-- Opening Marker --

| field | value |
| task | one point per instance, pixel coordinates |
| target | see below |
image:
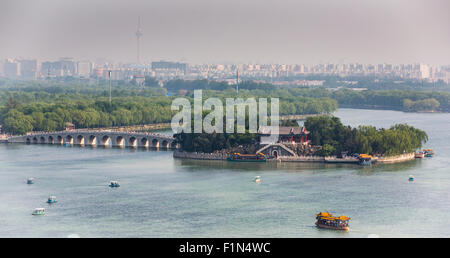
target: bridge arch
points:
(132, 142)
(59, 139)
(92, 140)
(80, 140)
(143, 142)
(119, 141)
(69, 139)
(106, 140)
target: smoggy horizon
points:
(232, 31)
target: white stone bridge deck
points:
(99, 138)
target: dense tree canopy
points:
(334, 137)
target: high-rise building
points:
(11, 68)
(28, 68)
(424, 71)
(84, 69)
(138, 41)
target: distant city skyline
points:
(229, 32)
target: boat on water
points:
(328, 221)
(114, 184)
(365, 159)
(238, 157)
(38, 211)
(52, 199)
(419, 155)
(428, 153)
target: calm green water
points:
(163, 197)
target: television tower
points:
(138, 38)
(237, 81)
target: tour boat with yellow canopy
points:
(428, 152)
(328, 221)
(365, 159)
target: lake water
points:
(163, 197)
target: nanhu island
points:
(320, 139)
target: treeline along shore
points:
(48, 105)
(328, 141)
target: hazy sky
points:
(207, 31)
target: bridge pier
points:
(132, 142)
(143, 142)
(105, 141)
(117, 141)
(102, 138)
(80, 140)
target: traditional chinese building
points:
(285, 134)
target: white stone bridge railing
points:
(99, 138)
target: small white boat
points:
(114, 184)
(51, 199)
(38, 211)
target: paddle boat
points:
(328, 221)
(51, 199)
(114, 184)
(419, 155)
(364, 159)
(38, 211)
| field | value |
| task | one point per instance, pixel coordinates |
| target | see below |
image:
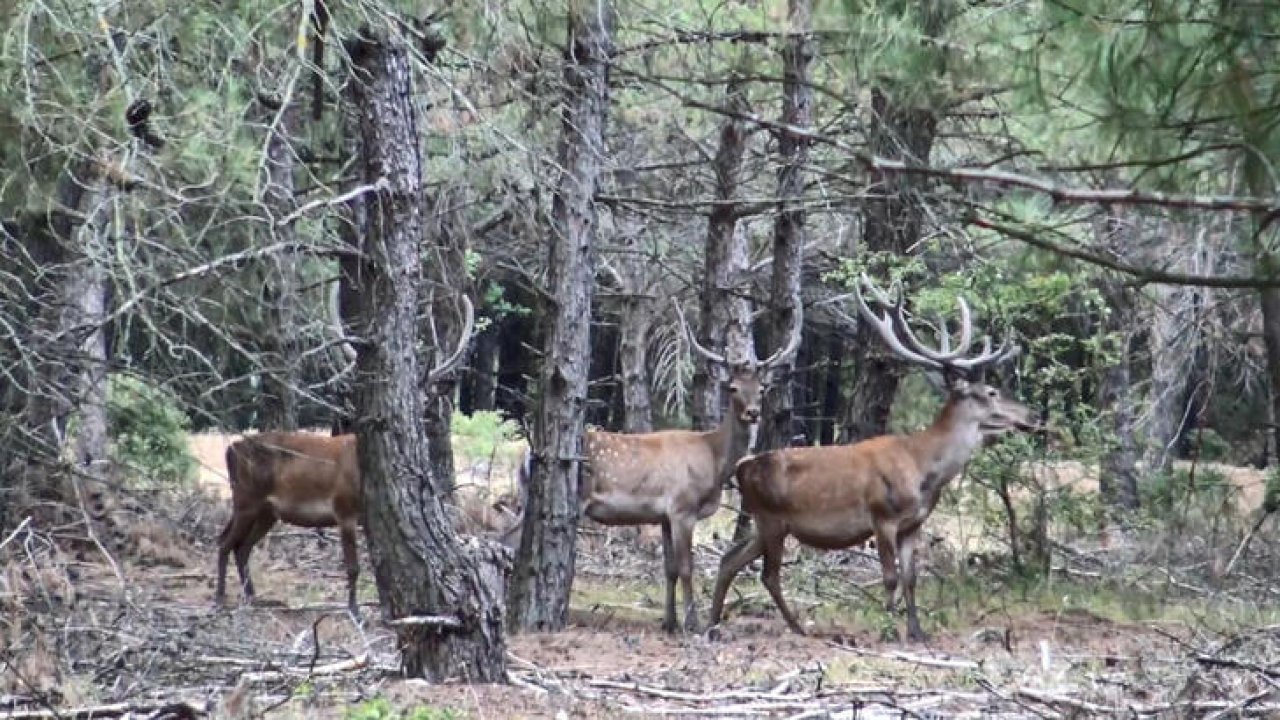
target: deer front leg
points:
(682, 545)
(771, 575)
(906, 559)
(261, 525)
(731, 564)
(227, 542)
(352, 564)
(671, 569)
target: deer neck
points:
(945, 447)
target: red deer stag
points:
(673, 478)
(304, 479)
(885, 487)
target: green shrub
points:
(481, 434)
(1176, 490)
(149, 431)
(382, 709)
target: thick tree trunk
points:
(1118, 477)
(894, 223)
(777, 424)
(1270, 300)
(635, 322)
(1174, 347)
(726, 309)
(65, 350)
(831, 378)
(603, 408)
(453, 588)
(91, 300)
(544, 568)
(634, 363)
(279, 402)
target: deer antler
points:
(449, 363)
(909, 346)
(693, 340)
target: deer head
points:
(748, 381)
(970, 400)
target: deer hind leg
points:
(232, 536)
(906, 559)
(263, 524)
(771, 575)
(731, 564)
(352, 564)
(682, 543)
(671, 570)
(886, 543)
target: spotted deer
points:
(675, 478)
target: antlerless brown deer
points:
(885, 487)
(673, 478)
(302, 479)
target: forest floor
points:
(1100, 636)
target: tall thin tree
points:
(544, 565)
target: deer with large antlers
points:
(675, 478)
(304, 479)
(885, 487)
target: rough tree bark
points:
(894, 222)
(789, 231)
(452, 586)
(65, 349)
(1118, 475)
(1174, 343)
(447, 319)
(726, 308)
(279, 404)
(544, 566)
(777, 417)
(634, 326)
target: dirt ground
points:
(142, 632)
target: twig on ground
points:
(178, 709)
(945, 662)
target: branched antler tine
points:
(693, 340)
(946, 354)
(885, 327)
(464, 341)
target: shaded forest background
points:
(1097, 178)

-- Closing Marker --

§ **What needs to be done**
Please return the material above unchanged, with every picture removed.

§ **The answer**
| field | value |
| task | one point per instance, pixel coordinates |
| target | see below |
image:
target: bridge arch
points:
(132, 142)
(59, 139)
(92, 140)
(80, 140)
(143, 142)
(119, 141)
(69, 139)
(106, 140)
target: smoggy horizon
points:
(232, 31)
target: white stone bridge deck
points:
(99, 138)
target: dense tree canopy
points:
(334, 137)
target: high-rise building
points:
(11, 68)
(28, 68)
(424, 71)
(84, 69)
(138, 41)
target: distant city skyline
points:
(229, 32)
target: boat on water
points:
(328, 221)
(114, 184)
(365, 159)
(238, 157)
(38, 211)
(52, 199)
(419, 155)
(428, 153)
target: calm green water
points:
(163, 197)
target: television tower
points:
(138, 38)
(237, 81)
target: tour boat with yellow canopy
points:
(428, 152)
(328, 221)
(365, 159)
target: lake water
points:
(163, 197)
target: nanhu island
points:
(320, 139)
target: treeline along shore
points:
(48, 105)
(328, 141)
target: hazy sky
points:
(207, 31)
target: bridge pier
points:
(132, 142)
(143, 142)
(105, 141)
(117, 141)
(102, 138)
(80, 140)
target: traditional chinese building
points:
(285, 134)
target: white stone bridge railing
points:
(99, 138)
target: small white boat
points:
(114, 184)
(51, 199)
(38, 211)
target: paddle boat
points:
(328, 221)
(51, 199)
(114, 184)
(419, 155)
(364, 159)
(38, 211)
| field | value |
| task | one point per instance, pixel coordinates |
| target | see below |
image:
target: deer front leg
points:
(682, 545)
(771, 575)
(906, 559)
(261, 525)
(731, 564)
(227, 542)
(352, 564)
(671, 569)
target: deer neck
points:
(945, 447)
target: red deer stag
points:
(673, 478)
(304, 479)
(885, 487)
target: green shrub
points:
(481, 434)
(1176, 490)
(149, 431)
(382, 709)
target: thick tree trunk
points:
(1118, 477)
(894, 223)
(777, 424)
(1270, 300)
(635, 322)
(1174, 347)
(726, 309)
(65, 350)
(831, 378)
(603, 408)
(453, 588)
(91, 300)
(544, 568)
(634, 363)
(279, 402)
target: deer antler
points:
(449, 363)
(909, 346)
(693, 340)
target: deer head
points:
(748, 381)
(970, 400)
target: deer hind leg
points:
(232, 536)
(906, 559)
(263, 524)
(771, 575)
(731, 564)
(352, 564)
(682, 543)
(671, 570)
(886, 543)
target: spotted deer
points:
(675, 478)
target: antlerless brown deer
points:
(885, 487)
(673, 478)
(302, 479)
target: forest floor
points:
(1100, 636)
target: tall thin tree
points:
(544, 565)
target: deer with large antlers
points:
(675, 478)
(304, 479)
(885, 487)
target: rough tree bark
points:
(894, 222)
(789, 231)
(452, 586)
(65, 349)
(1118, 475)
(1174, 343)
(447, 319)
(726, 308)
(279, 404)
(544, 566)
(777, 417)
(634, 326)
target: dirt ground
points:
(142, 632)
target: twig on ground
points:
(178, 709)
(945, 662)
target: branched antler tine
points:
(693, 340)
(946, 354)
(885, 327)
(464, 341)
target: shaded forest background
points:
(1097, 178)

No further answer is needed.